■ Records shown
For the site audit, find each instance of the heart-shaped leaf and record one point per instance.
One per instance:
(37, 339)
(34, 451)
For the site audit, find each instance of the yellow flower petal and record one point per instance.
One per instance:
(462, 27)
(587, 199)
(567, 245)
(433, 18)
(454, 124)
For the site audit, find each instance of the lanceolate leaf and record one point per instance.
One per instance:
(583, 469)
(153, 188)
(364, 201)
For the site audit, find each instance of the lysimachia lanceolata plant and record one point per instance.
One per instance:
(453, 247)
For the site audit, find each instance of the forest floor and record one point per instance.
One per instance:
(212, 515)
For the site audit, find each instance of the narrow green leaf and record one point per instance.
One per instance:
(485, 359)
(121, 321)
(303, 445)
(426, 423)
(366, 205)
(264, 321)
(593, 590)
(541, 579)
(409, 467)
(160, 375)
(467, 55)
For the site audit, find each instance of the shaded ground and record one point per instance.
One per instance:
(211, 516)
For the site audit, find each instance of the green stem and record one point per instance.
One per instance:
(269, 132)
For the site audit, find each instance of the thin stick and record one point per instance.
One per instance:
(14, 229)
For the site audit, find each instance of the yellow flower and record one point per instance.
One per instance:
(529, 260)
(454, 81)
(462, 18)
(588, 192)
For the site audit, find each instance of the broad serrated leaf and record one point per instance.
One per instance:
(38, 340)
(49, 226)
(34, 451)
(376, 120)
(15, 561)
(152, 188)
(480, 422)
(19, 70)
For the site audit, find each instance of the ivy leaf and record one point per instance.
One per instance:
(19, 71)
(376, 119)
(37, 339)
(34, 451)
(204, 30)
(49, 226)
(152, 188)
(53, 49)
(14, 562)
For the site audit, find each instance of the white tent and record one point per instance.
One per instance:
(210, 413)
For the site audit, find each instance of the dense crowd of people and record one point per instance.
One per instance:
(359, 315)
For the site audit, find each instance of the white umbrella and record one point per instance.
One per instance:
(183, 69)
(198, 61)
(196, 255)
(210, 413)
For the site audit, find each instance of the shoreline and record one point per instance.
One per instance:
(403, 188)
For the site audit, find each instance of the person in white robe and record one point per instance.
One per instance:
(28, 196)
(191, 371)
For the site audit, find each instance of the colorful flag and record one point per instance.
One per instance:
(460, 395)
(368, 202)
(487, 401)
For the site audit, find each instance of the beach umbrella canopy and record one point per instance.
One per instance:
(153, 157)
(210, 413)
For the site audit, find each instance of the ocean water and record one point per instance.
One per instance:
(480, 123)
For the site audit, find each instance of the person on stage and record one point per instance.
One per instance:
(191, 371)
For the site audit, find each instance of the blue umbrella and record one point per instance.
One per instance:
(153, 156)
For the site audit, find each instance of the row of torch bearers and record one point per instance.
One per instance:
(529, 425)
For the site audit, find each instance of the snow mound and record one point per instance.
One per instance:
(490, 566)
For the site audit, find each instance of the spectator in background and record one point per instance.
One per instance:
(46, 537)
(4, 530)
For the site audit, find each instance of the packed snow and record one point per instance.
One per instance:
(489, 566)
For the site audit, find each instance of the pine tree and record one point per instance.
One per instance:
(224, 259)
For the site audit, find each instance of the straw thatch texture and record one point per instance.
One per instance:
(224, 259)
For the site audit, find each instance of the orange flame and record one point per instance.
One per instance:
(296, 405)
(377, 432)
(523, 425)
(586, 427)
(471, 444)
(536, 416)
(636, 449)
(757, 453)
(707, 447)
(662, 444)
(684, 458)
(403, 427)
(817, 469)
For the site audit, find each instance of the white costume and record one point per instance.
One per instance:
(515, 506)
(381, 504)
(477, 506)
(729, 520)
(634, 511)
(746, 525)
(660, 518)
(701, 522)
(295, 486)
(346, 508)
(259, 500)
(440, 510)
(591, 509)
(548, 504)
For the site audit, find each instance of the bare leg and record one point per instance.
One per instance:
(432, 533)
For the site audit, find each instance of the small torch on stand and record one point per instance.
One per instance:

■ Prompt
Retype all the records, matching them exactly.

■ Solution
For the site audit, find each instance of the heart-shaped leaf and record one point per instance.
One per instance:
(37, 339)
(34, 451)
For the site audit, find each instance of the yellow flower petal and record one point per instance.
One per instance:
(462, 27)
(587, 199)
(567, 245)
(433, 18)
(454, 124)
For the site audit, find each instance of the lanceolate leaf and record one point per instance.
One per instance:
(583, 469)
(153, 188)
(364, 201)
For the site audit, find each instance of the lysimachia lanceolata plant and record one point per instance.
One per instance:
(453, 247)
For the site audit, find each instance of the forest floor and record one point per instance.
One per instance:
(212, 515)
For the site audit, find each instance of the narrow green leaf and record one point per instance.
One per instance:
(485, 359)
(121, 321)
(303, 445)
(426, 423)
(366, 205)
(264, 321)
(593, 590)
(541, 579)
(409, 467)
(160, 375)
(467, 55)
For the site audit, find each instance of the shaded ground and record one point per instance.
One per instance:
(211, 516)
For the site audit, find each instance of the green stem and record one point per instance.
One per instance:
(269, 132)
For the site audit, find each instance of the thin stick and record one point per instance.
One per instance:
(14, 229)
For the site audit, find each instance of the yellow flower and record one point per instance.
One per instance:
(529, 260)
(454, 81)
(462, 18)
(588, 192)
For the site audit, find each instance of the broad serrated leaf and record one point per instance.
One per instance:
(38, 340)
(49, 226)
(34, 451)
(376, 120)
(15, 561)
(152, 188)
(480, 422)
(19, 70)
For the site audit, find each instance of the ivy leaf and record one point per instance.
One per instance:
(19, 71)
(376, 119)
(37, 339)
(34, 451)
(204, 30)
(49, 226)
(152, 188)
(53, 49)
(14, 562)
For the site audit, find each instance of the white tent and record one point per instance.
One per instance:
(210, 413)
For the site audit, find each instance of the dense crowd of people and record one point per instance.
One per instance:
(359, 315)
For the site audit, find each instance of the white umbrella and record one point per instance.
One per instance:
(183, 69)
(198, 61)
(196, 255)
(210, 413)
For the site audit, find each instance of the shoreline and record one point per instance.
One per instance:
(403, 188)
For the site audit, find each instance of the person in white robe and record one point per instance.
One per instance:
(28, 196)
(191, 371)
For the site audit, find each instance of the colorful flag and record one point per instance.
One per instance:
(460, 395)
(368, 202)
(487, 401)
For the site audit, find each instance of the beach umbrella canopy and record one point per instance.
One per instance:
(153, 157)
(210, 413)
For the site audit, find each instance of the ocean water and record one point per instance.
One per instance:
(480, 123)
For the site audit, find each instance of the person on stage and record one point per instance.
One per instance:
(191, 371)
For the site audit, find each instance of the blue umbrella and record one point per instance.
One per instance:
(153, 156)
For the site audit, find each instance of the row of torch bearers and record one point per instance.
One per instance:
(529, 425)
For the site audit, find each instance of the snow mound and record one point per instance.
One per instance:
(490, 566)
For the site audit, find each instance of the spectator in background and record one point per instance.
One per instance:
(46, 537)
(4, 530)
For the site audit, find each instance of the packed snow and record one point per instance.
One per instance:
(489, 566)
For the site audit, find each instance of the pine tree and record one point per instance.
One per instance:
(224, 259)
For the site audit, find each instance of the straw thatch texture and record one point per instance.
One per instance:
(224, 259)
For the site audit, find each instance of the orange flame and record one point per instance.
One per instance:
(296, 405)
(377, 432)
(523, 425)
(586, 427)
(471, 444)
(536, 416)
(636, 449)
(757, 453)
(707, 447)
(662, 444)
(684, 458)
(403, 427)
(817, 469)
For the site audit, find each instance of the white costume and record one point per instance.
One per instance:
(515, 506)
(381, 504)
(477, 506)
(729, 520)
(634, 511)
(746, 525)
(660, 518)
(701, 522)
(295, 486)
(346, 508)
(259, 500)
(440, 510)
(591, 509)
(548, 504)
For the site audit, find each instance of the bare leg and record one point per instance.
One per instance:
(432, 533)
For the site audit, find each instance of the small torch on stand and record one point per instance.
One per instance:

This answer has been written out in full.